Task objective:
Starting at the line that contains "Where can the concrete" and continuing through the final line of the items below, rewrite those lines as a numbered list and omit any blank lines.

## BEGIN Material provided

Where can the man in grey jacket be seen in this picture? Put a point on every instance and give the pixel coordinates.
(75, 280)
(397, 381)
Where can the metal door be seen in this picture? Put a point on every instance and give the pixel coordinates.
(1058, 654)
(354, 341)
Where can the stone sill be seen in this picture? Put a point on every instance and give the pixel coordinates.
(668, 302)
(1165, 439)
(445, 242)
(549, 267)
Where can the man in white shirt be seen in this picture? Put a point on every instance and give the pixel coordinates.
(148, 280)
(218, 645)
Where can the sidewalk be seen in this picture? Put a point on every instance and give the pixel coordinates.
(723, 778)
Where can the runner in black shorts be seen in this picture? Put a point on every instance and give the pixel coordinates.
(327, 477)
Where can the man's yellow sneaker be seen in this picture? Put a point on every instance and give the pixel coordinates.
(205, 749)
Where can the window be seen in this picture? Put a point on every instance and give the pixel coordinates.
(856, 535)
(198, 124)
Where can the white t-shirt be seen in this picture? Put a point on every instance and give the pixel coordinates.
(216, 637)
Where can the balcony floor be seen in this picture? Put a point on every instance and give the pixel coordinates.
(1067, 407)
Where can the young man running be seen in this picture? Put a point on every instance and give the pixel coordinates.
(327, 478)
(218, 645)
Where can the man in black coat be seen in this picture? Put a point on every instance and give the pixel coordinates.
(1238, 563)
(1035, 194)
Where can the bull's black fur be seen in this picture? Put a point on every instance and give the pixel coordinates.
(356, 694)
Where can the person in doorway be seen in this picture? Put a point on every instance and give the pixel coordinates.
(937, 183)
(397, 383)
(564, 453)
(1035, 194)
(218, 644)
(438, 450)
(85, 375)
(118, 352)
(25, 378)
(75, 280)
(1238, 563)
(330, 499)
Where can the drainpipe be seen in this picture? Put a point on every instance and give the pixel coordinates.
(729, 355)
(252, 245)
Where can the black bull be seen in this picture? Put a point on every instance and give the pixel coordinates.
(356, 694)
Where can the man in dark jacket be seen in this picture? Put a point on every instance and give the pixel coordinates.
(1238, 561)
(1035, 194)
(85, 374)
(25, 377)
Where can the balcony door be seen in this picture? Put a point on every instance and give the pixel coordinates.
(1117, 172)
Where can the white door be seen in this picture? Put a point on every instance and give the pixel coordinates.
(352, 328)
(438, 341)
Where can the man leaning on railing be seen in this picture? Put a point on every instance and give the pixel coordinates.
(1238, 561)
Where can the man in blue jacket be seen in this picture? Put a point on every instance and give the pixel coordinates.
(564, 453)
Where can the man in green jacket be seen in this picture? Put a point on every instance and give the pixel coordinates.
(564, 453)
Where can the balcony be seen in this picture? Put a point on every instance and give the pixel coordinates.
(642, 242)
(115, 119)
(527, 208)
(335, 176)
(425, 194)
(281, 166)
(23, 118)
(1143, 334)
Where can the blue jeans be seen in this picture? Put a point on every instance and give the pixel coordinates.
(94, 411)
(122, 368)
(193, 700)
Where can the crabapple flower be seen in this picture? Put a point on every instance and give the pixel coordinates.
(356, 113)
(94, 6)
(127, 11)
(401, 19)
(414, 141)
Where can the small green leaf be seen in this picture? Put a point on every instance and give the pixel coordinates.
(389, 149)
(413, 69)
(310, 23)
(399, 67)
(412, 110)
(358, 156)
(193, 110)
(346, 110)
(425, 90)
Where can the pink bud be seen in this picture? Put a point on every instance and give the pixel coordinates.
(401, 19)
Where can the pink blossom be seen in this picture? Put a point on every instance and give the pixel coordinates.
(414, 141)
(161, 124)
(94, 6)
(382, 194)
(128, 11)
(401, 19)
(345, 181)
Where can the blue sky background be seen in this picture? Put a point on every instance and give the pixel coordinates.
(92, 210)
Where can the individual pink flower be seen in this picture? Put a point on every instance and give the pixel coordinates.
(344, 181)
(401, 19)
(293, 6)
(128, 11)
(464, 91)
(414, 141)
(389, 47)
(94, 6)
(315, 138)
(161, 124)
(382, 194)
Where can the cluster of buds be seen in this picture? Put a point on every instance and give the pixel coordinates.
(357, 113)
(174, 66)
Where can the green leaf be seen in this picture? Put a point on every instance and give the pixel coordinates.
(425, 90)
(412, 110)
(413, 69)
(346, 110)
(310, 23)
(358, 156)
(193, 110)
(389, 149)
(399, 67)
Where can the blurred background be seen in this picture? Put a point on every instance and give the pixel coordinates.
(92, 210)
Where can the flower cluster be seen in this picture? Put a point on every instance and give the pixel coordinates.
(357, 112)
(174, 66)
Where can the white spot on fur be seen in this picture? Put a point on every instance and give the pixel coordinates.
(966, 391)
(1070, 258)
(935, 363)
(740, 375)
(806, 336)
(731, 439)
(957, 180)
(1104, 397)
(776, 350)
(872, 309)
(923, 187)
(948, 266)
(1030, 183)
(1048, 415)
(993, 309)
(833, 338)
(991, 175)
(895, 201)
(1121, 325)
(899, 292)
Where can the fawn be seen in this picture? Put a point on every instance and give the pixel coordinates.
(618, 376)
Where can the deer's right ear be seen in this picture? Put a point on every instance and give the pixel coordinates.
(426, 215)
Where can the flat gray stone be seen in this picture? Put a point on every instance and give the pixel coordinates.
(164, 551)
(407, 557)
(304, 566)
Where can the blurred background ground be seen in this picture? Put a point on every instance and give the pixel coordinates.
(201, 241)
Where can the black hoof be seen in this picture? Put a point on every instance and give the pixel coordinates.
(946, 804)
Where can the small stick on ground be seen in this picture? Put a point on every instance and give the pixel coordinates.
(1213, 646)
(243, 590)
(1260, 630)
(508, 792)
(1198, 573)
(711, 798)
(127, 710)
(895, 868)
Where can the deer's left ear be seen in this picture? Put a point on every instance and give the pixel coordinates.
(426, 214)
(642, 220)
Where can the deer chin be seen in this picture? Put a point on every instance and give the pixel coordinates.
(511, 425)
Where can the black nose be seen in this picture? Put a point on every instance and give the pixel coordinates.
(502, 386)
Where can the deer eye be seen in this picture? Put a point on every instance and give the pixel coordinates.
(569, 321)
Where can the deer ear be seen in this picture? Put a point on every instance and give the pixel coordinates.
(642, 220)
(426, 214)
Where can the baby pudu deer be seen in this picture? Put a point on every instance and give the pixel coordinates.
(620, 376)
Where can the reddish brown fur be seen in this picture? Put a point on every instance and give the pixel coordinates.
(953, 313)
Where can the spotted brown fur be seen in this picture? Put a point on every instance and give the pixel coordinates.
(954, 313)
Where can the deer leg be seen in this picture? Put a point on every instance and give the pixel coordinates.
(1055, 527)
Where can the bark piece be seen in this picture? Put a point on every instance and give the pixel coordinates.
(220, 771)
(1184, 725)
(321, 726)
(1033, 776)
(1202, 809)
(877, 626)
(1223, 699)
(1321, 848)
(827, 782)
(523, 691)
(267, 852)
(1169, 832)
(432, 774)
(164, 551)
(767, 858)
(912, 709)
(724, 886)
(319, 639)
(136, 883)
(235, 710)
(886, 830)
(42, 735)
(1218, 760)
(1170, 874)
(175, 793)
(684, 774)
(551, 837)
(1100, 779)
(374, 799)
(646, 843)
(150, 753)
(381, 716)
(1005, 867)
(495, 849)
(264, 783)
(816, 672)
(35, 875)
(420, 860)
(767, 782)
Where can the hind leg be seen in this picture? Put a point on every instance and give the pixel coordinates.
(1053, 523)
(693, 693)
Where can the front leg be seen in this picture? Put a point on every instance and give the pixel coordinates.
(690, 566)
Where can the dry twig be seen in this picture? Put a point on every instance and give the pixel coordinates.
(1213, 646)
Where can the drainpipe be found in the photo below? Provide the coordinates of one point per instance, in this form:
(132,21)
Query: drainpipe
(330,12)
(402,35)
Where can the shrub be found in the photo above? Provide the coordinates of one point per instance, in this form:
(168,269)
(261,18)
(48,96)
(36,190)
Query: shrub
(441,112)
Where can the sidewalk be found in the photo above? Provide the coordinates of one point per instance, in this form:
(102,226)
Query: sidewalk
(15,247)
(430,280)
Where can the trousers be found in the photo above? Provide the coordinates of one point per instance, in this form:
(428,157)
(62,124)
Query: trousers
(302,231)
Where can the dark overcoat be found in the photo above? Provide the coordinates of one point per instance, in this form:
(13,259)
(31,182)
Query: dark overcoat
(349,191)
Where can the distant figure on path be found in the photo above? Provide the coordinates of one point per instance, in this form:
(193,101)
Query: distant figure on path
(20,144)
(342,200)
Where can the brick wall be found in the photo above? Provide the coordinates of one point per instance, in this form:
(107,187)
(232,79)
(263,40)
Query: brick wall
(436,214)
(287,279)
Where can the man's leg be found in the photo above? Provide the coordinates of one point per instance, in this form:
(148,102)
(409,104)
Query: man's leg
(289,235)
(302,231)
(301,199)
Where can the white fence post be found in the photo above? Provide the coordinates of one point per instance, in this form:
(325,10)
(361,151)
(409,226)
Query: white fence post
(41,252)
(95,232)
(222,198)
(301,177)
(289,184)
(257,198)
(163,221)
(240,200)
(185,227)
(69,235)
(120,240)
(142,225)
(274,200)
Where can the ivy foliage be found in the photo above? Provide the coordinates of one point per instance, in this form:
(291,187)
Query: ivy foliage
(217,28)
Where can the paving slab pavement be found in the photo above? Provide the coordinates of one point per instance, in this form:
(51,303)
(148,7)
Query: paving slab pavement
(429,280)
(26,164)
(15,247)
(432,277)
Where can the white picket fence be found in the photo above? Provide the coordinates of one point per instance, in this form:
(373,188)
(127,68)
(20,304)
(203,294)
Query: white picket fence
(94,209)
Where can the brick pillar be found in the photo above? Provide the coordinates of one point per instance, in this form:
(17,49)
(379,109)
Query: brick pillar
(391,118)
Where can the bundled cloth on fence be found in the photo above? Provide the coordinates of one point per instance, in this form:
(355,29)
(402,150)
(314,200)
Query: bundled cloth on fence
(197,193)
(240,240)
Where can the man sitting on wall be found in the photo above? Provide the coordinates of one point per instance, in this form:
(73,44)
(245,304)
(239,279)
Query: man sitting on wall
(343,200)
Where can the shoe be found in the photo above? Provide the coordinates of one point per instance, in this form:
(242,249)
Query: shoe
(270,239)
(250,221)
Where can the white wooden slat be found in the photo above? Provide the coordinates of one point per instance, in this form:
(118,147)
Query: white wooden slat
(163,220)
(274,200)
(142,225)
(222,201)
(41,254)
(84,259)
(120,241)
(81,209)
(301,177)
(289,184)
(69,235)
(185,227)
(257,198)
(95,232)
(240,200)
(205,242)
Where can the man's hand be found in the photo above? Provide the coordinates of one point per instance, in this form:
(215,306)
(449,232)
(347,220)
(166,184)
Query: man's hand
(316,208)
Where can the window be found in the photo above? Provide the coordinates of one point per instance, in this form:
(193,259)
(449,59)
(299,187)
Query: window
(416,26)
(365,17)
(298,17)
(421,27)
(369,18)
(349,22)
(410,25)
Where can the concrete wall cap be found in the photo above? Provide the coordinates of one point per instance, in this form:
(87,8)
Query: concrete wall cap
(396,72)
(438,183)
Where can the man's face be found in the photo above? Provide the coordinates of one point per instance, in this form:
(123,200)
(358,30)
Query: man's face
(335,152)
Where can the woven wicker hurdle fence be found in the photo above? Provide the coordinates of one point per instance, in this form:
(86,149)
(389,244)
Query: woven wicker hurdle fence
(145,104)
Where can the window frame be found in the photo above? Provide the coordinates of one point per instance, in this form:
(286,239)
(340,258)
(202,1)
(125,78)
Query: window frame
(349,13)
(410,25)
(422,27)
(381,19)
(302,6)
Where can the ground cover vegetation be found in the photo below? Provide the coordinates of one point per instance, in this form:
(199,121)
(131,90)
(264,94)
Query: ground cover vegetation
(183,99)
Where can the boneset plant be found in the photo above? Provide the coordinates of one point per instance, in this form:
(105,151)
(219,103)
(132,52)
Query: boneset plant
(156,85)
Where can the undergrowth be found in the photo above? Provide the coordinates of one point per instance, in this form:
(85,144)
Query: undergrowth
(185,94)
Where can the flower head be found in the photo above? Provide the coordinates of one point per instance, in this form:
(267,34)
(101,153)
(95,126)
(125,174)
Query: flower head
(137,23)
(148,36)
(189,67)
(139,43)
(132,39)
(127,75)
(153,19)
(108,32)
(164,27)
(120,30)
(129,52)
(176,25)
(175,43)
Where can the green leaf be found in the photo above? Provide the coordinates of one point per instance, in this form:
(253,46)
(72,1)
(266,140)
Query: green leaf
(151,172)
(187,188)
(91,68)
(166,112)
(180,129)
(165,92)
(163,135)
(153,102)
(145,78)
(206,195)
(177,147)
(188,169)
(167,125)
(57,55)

## END Material provided

Written response:
1. Where can the concrete wall cap be found in the photo above? Provide the coordinates of one point per instance, in this form:
2. (87,8)
3. Query: concrete wall cap
4. (396,72)
5. (438,183)
6. Where can the man's face be found in the photo above? Provide the coordinates of one point per instance, in this form:
7. (123,200)
8. (358,30)
9. Query: man's face
10. (335,152)
11. Where can the woven wicker hurdle fence be found in the photo above? Provide the coordinates of one point per instance, in this form:
12. (86,149)
13. (389,244)
14. Query: woven wicker hurdle fence
15. (145,104)
16. Where can the window frame be found in the photo above? Provide the coordinates of one point per instance, in this form:
17. (286,239)
18. (340,258)
19. (202,1)
20. (125,78)
21. Query: window frame
22. (349,13)
23. (410,25)
24. (422,27)
25. (381,19)
26. (302,6)
27. Where can the ground cover vegetation be found in the photo below? Provide the coordinates of one point per instance, in this form:
28. (199,121)
29. (131,90)
30. (264,94)
31. Query: ground cover vegetation
32. (183,99)
33. Where can the boneset plant be found in the photo above? Provide the coordinates of one point per instance, in this form:
34. (105,151)
35. (219,103)
36. (132,52)
37. Query: boneset plant
38. (156,85)
39. Where can the undergrowth be found in the photo above? Provide the coordinates of one point per instance, in this form:
40. (85,144)
41. Query: undergrowth
42. (185,94)
43. Where can the flower head be found in the photo above? Provide the coordinates of one point per instance, in this form:
44. (267,34)
45. (101,153)
46. (95,126)
47. (125,174)
48. Query: flower head
49. (137,23)
50. (148,36)
51. (189,67)
52. (139,43)
53. (132,39)
54. (127,75)
55. (153,19)
56. (108,32)
57. (164,27)
58. (120,30)
59. (129,52)
60. (176,25)
61. (175,43)
62. Where can the green leaf be found in the photo above? Provide the coordinates of one point per instance, in this form:
63. (253,46)
64. (72,1)
65. (266,140)
66. Query: green leaf
67. (151,172)
68. (187,188)
69. (91,68)
70. (166,112)
71. (180,129)
72. (165,92)
73. (163,135)
74. (153,102)
75. (145,78)
76. (206,195)
77. (177,147)
78. (188,169)
79. (167,125)
80. (57,55)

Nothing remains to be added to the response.